Oh sorry.  My guess is PF is sending the http requests from squid back to squid, thus the forwarding loop warning you see.  I'm don't know PF so I can't comment much further.  My guess is the http requests from the squid are using the outside interface address, and your PF rules are allowing/causing those requests to go back to squid.


----------



## wolffnx (Aug 25, 2017)

PacketMan said:


> Oh sorry.  My guess is PF is sending the http requests from squid back to squid, thus the forwarding loop warning you see.  I'm don't know PF so I can't comment much further.  My guess is the http requests from the squid are using the outside interface address, and your PF rules are allowing/causing those requests to go back to squid.



no worry..im a newbie to PF so my head is exploting  i dont find the solution


----------



## SirDice (Aug 28, 2017)

Looking at the configuration it looks like you're trying to set up a transparent Squid. Try with a 'traditional' non-transparent setup first. Once you get that working move to making it transparent.


----------



## wolffnx (Aug 28, 2017)

SirDice said:


> Looking at the configuration it looks like you're trying to set up a transparent Squid. Try with a 'traditional' non-transparent setup first. Once you get that working move to making it transparent.



exactly, i made that and it works,and it works in tranparent mode too, i dont know how but now works


----------

——

## Tasks and exercises
1/ In the Squid thread, what kind of setup does SirDice suggest trying first?
2/ Copy the Squid thread word for word from "## SirDice (Aug" to "wolffnx (Aug 28, 2017)".
The records below have nothing to do with the Squid thread.

——

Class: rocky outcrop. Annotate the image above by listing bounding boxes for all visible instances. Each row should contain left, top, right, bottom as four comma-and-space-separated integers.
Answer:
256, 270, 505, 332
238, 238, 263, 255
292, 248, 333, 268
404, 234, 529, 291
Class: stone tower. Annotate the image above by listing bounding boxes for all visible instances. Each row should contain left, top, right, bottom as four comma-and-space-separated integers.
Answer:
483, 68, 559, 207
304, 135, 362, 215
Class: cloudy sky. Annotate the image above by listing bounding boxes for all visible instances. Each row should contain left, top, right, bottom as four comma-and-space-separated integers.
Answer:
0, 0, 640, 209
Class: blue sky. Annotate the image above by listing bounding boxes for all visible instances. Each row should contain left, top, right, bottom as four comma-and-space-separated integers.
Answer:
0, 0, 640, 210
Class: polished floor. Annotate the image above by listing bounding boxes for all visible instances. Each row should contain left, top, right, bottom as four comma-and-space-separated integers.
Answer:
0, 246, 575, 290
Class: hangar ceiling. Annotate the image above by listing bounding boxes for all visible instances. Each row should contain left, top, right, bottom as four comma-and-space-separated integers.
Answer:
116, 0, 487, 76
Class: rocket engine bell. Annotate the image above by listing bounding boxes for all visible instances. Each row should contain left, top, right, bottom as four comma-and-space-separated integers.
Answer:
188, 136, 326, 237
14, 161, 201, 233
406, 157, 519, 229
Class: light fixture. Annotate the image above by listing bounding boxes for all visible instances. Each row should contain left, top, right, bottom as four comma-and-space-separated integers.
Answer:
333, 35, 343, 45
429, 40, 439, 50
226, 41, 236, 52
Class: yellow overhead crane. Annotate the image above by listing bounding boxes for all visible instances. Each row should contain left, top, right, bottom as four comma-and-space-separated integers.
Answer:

——

## Expected results
1/ A "traditional" non-transparent setup.

2/
## SirDice (Aug 28, 2017)

Looking at the configuration it looks like you're trying to set up a transparent Squid. Try with a 'traditional' non-transparent setup first. Once you get that working move to making it transparent.


----------



## wolffnx (Aug 28, 2017)